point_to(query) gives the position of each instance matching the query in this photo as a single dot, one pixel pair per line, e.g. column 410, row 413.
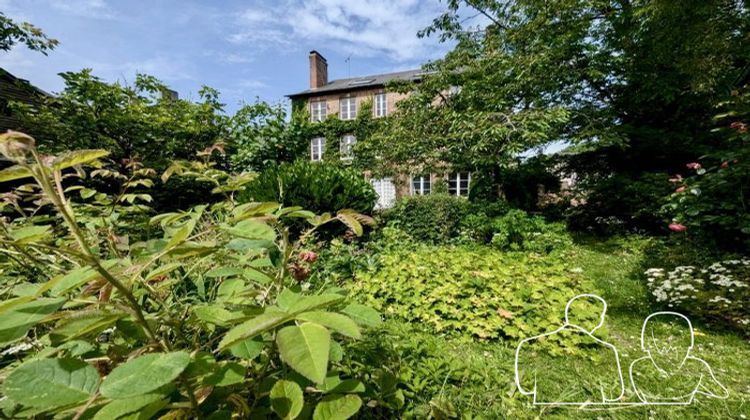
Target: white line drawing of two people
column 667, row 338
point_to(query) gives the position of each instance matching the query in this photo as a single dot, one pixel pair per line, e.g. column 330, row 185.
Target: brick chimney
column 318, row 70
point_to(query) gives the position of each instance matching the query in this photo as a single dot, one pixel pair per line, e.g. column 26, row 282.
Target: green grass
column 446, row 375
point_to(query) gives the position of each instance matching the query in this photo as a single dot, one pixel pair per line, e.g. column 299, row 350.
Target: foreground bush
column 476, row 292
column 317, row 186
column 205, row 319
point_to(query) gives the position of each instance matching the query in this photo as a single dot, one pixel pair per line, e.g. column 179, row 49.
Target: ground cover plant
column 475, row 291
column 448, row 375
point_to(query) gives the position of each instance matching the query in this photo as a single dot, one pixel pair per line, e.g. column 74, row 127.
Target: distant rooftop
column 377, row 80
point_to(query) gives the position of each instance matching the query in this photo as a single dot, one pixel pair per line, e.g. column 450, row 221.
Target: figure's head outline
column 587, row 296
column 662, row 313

|---|

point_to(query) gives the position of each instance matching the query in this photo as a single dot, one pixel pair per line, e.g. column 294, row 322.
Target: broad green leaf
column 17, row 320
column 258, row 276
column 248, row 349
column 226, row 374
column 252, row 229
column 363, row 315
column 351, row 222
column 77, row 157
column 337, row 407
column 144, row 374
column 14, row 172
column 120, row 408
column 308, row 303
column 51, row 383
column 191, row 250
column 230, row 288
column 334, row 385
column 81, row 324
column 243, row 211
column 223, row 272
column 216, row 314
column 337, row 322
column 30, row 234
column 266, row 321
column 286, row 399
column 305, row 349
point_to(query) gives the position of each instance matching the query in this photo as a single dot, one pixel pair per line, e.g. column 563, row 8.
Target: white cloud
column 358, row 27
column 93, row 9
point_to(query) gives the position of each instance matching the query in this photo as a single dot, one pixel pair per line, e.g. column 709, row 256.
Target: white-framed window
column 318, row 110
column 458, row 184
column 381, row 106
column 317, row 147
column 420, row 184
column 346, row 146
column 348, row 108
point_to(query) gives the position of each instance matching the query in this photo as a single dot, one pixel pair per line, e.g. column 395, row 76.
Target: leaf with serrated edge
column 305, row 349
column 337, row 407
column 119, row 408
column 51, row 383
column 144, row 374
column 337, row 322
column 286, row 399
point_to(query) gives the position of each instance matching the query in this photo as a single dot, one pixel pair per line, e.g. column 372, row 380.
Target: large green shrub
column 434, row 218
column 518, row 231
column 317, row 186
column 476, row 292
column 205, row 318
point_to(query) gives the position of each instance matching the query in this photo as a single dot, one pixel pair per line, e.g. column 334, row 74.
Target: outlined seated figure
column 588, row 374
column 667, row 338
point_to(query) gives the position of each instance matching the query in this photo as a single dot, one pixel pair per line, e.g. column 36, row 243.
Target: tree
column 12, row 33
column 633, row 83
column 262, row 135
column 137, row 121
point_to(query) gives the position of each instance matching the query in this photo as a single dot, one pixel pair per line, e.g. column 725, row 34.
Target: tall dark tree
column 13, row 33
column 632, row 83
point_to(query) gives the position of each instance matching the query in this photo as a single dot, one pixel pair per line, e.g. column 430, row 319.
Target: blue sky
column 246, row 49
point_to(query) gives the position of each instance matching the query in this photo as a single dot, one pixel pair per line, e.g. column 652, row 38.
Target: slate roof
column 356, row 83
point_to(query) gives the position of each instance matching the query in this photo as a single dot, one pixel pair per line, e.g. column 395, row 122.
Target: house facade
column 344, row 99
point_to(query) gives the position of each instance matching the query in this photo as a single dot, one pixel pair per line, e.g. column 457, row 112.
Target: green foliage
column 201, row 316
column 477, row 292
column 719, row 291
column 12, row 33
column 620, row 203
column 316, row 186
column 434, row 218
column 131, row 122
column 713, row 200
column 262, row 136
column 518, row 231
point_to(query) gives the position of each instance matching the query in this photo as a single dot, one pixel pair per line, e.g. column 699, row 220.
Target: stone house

|---|

§ WHAT IS EXPECTED
Rewrite everything from the line containing "699, row 220." down to the line containing "Target: stone house", substituting "brick cottage" for "stone house" and leaving all else unchanged.

§ OUTPUT BELOW
point_to(query) gives the position of each instance matching the query in this photo as a single dot, one pixel pair per line, e.g. column 699, row 220.
Target: brick cottage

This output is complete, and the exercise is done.